═════ DATA TO PROCESS ═════

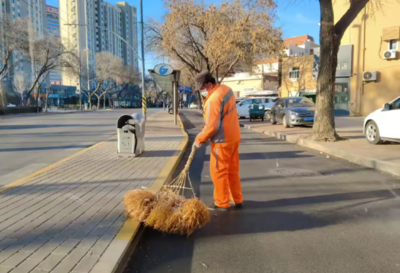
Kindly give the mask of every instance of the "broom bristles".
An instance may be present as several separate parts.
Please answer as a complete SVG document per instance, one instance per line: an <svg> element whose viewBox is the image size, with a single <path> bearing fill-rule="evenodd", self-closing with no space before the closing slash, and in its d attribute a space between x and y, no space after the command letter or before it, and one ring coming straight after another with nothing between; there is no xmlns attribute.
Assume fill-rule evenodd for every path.
<svg viewBox="0 0 400 273"><path fill-rule="evenodd" d="M185 199L180 193L189 181L189 166L196 148L192 149L185 168L170 183L164 185L160 192L153 194L145 190L132 190L124 196L125 214L127 217L143 222L146 226L167 233L187 235L210 222L210 213L198 198Z"/></svg>
<svg viewBox="0 0 400 273"><path fill-rule="evenodd" d="M169 193L160 192L156 195L156 203L145 221L146 226L151 226L161 231L167 231L165 223L171 216L174 207L179 206L184 202L182 196Z"/></svg>
<svg viewBox="0 0 400 273"><path fill-rule="evenodd" d="M124 196L125 215L138 221L145 221L154 205L155 195L145 190L132 190Z"/></svg>

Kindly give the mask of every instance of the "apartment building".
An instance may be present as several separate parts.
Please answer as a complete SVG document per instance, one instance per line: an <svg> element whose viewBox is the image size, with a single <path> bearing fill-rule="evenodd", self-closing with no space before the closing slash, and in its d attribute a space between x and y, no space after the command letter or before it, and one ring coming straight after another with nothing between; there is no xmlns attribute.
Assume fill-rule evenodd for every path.
<svg viewBox="0 0 400 273"><path fill-rule="evenodd" d="M287 56L309 56L314 54L315 48L319 48L310 35L289 37L283 40L283 44Z"/></svg>
<svg viewBox="0 0 400 273"><path fill-rule="evenodd" d="M267 58L255 61L253 72L255 74L270 74L278 75L279 70L279 59L278 58Z"/></svg>
<svg viewBox="0 0 400 273"><path fill-rule="evenodd" d="M31 3L30 5L28 4L29 2ZM31 0L29 2L28 0L0 0L0 19L6 16L13 20L29 17L31 29L34 31L33 35L44 36L47 34L46 2L44 0ZM0 60L2 59L1 54L0 52ZM11 62L18 62L18 65L14 66L13 71L5 79L4 85L11 86L13 76L16 73L23 73L28 84L34 80L34 68L29 56L23 56L21 53L16 52Z"/></svg>
<svg viewBox="0 0 400 273"><path fill-rule="evenodd" d="M79 55L81 71L92 75L96 54L95 0L60 0L61 40ZM77 86L77 75L62 73L63 85Z"/></svg>
<svg viewBox="0 0 400 273"><path fill-rule="evenodd" d="M222 84L229 86L237 98L251 96L257 91L278 90L278 79L272 75L236 73L232 77L224 78Z"/></svg>
<svg viewBox="0 0 400 273"><path fill-rule="evenodd" d="M120 38L124 38L121 26L122 10L118 6L105 3L104 11L104 21L107 22L104 26L107 43L104 43L104 49L102 51L109 51L113 55L123 58L122 44L124 42Z"/></svg>
<svg viewBox="0 0 400 273"><path fill-rule="evenodd" d="M60 38L60 14L59 9L53 6L46 6L47 35ZM61 74L59 71L51 70L49 74L51 84L61 85Z"/></svg>
<svg viewBox="0 0 400 273"><path fill-rule="evenodd" d="M47 35L60 37L60 12L57 7L46 6Z"/></svg>
<svg viewBox="0 0 400 273"><path fill-rule="evenodd" d="M342 45L336 67L334 109L336 115L351 115L349 79L352 70L352 45ZM287 56L282 60L282 97L302 96L316 100L319 52L308 56Z"/></svg>
<svg viewBox="0 0 400 273"><path fill-rule="evenodd" d="M95 54L109 51L126 65L138 67L136 8L103 0L60 0L60 17L66 20L61 38L81 56L83 72L94 71ZM130 46L126 45L126 42ZM133 49L135 50L133 50ZM64 85L79 85L79 77L63 74Z"/></svg>
<svg viewBox="0 0 400 273"><path fill-rule="evenodd" d="M337 0L335 19L349 9ZM351 115L368 115L400 96L400 3L385 1L382 10L364 8L349 25L341 44L352 45L348 78Z"/></svg>
<svg viewBox="0 0 400 273"><path fill-rule="evenodd" d="M126 2L119 2L122 10L122 35L131 46L122 43L122 58L126 65L138 68L137 10Z"/></svg>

═════

WHAT THE TASK ASKS →
Could you print all of the entries above exactly as written, minus the pictures?

SOLUTION →
Kindly give the mask of every instance of the "broom bristles".
An instance may be present as several separate parts.
Please answer as a complete SVG document per instance, one instance per line: an <svg> element whose viewBox is the image size, with a single <path> bearing fill-rule="evenodd", self-closing with no space before the closing slash, and in its d attribute a space between x and y, no space after the command letter or before it, and one ring coming straight after another with nothing between; there is no xmlns attribute.
Assume fill-rule evenodd for every path.
<svg viewBox="0 0 400 273"><path fill-rule="evenodd" d="M185 199L180 193L189 181L189 166L196 148L192 149L185 168L170 183L164 185L160 192L153 194L145 190L132 190L124 196L125 214L127 217L143 222L146 226L167 233L187 235L210 222L210 213L198 198Z"/></svg>
<svg viewBox="0 0 400 273"><path fill-rule="evenodd" d="M169 193L160 192L156 195L156 203L145 221L146 226L151 226L161 231L167 231L165 223L171 216L174 207L179 206L184 202L182 196Z"/></svg>
<svg viewBox="0 0 400 273"><path fill-rule="evenodd" d="M124 196L125 215L138 221L145 221L154 205L155 195L145 190L132 190Z"/></svg>

Kindly give the mask of every instance of the "apartment building".
An instance may be present as several separate parts.
Please answer as a complete SVG document per instance, one instance per line: an <svg> element whose viewBox is the image size, with a single <path> bearing fill-rule="evenodd", self-closing with no space before the closing slash, and in its d attribute a space between x and y, no space after the command letter or before it, and one ring coming straight after another with nothing between; there is no xmlns attribute.
Assume fill-rule evenodd for every path.
<svg viewBox="0 0 400 273"><path fill-rule="evenodd" d="M287 56L309 56L314 54L315 48L319 48L310 35L289 37L283 40L283 44Z"/></svg>
<svg viewBox="0 0 400 273"><path fill-rule="evenodd" d="M267 58L255 61L253 72L255 74L270 74L278 75L279 70L279 59L278 58Z"/></svg>
<svg viewBox="0 0 400 273"><path fill-rule="evenodd" d="M31 3L30 5L28 4L29 2ZM31 0L29 2L28 0L0 0L0 19L6 16L13 20L29 17L31 29L34 31L33 35L44 36L47 34L46 2L44 0ZM0 60L2 59L1 54L0 52ZM11 62L18 62L18 65L14 66L13 71L5 79L4 85L11 86L13 76L16 73L23 73L28 84L34 80L34 68L29 56L23 56L21 53L16 52Z"/></svg>
<svg viewBox="0 0 400 273"><path fill-rule="evenodd" d="M79 55L81 71L92 75L96 54L95 0L60 0L61 40ZM77 86L77 75L62 73L63 85Z"/></svg>
<svg viewBox="0 0 400 273"><path fill-rule="evenodd" d="M222 84L229 86L237 98L251 96L257 91L278 90L278 79L272 75L236 73L232 77L224 78Z"/></svg>
<svg viewBox="0 0 400 273"><path fill-rule="evenodd" d="M120 38L124 38L121 26L122 10L118 6L105 3L104 11L104 21L107 22L104 26L107 43L104 43L104 49L102 51L109 51L113 55L123 58L122 44L124 42Z"/></svg>
<svg viewBox="0 0 400 273"><path fill-rule="evenodd" d="M60 38L60 14L59 9L53 6L46 6L47 35ZM61 74L59 71L51 70L49 74L51 84L61 85Z"/></svg>
<svg viewBox="0 0 400 273"><path fill-rule="evenodd" d="M47 35L60 37L60 12L57 7L46 6Z"/></svg>
<svg viewBox="0 0 400 273"><path fill-rule="evenodd" d="M342 45L336 67L334 109L336 115L351 115L349 79L352 70L352 45ZM287 56L282 60L282 97L302 96L316 100L319 52L308 56Z"/></svg>
<svg viewBox="0 0 400 273"><path fill-rule="evenodd" d="M95 54L109 51L126 65L138 67L136 8L103 0L60 0L60 17L66 20L61 38L81 56L83 72L94 71ZM130 46L126 45L126 42ZM133 49L135 50L133 50ZM64 85L79 85L79 77L63 74Z"/></svg>
<svg viewBox="0 0 400 273"><path fill-rule="evenodd" d="M337 0L335 19L349 9ZM351 115L368 115L400 96L400 3L385 1L382 10L364 8L349 25L341 44L352 45L348 78Z"/></svg>
<svg viewBox="0 0 400 273"><path fill-rule="evenodd" d="M126 2L119 2L122 10L122 35L131 46L122 43L122 58L126 65L138 68L137 10Z"/></svg>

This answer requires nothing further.